- 実施課題:
A. 歯科治療の歴史に関する文章の一文「歯科治療による痛みを抑えるための麻酔薬が導入されるようになったのは、19世紀後半になってからです。」を英語に翻訳してください。
B. 歯科治療の歴史に関する文章に基づき、次の問いに答えてください。
(i) 歯科医による歯科治療が行われていたと伝えられる古代エジプト時代は、紀元前何年頃とされていますか。
(ii) ローマ帝国時代に造られるようになったものは何ですか。
(iii) 近年可能となった、痛みの少ない治療は何と呼ばれていますか。

削らない虫歯治療と歯医者さんの歴史

歯科治療のルーツは古代エジプト時代から

歯科治療の歴史を紐解く

近年は歯科治療の技術が急速に進歩していて、痛みの少ない「削らない虫歯治療」も可能となりました。歯科治療に関する高度な知識や技術を持つ歯科医が多く、歯科医療設備が充実したデンタルクリニックが全国各地に増えています。

ところで、現代のように歯科治療に関する知識や医療設備がなかった古い昔の時代には、どのようにして虫歯の治療を行っていたのでしょうか。そこで、歯科治療と歯医者さんの歴史を紐解いてみたいと思います。紀元前3000年頃の古代エジプト時代から、歯科医による歯科治療が行われていたと伝えられています。

この時代には電気はまだ使われていない状況で、大規模な検査機器や歯科医療設備はありませんでしたが、虫歯治療や抜歯治療方法はすでに日常的に行われていました。それから長い時を経てローマ帝国時代に突入すると、さらに歯科医療の技術が進歩して、金属を原料とする歯の詰め物や義歯が造られるようになりました。歯科治療による痛みを抑えるための麻酔薬が導入されるようになったのは、19世紀後半になってからです。

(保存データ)
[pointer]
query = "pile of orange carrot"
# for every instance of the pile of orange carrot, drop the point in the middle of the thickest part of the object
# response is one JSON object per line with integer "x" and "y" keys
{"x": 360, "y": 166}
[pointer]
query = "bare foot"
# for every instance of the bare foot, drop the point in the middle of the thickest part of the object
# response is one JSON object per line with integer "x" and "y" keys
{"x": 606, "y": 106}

- 回答結果:
A. It was not until the late 19th century that anesthetics for suppressing the pain of dental treatment came to be introduced.

B.
(i) 紀元前3000年頃
(ii) 金属を原料とする歯の詰め物や義歯
(iii) 「削らない虫歯治療」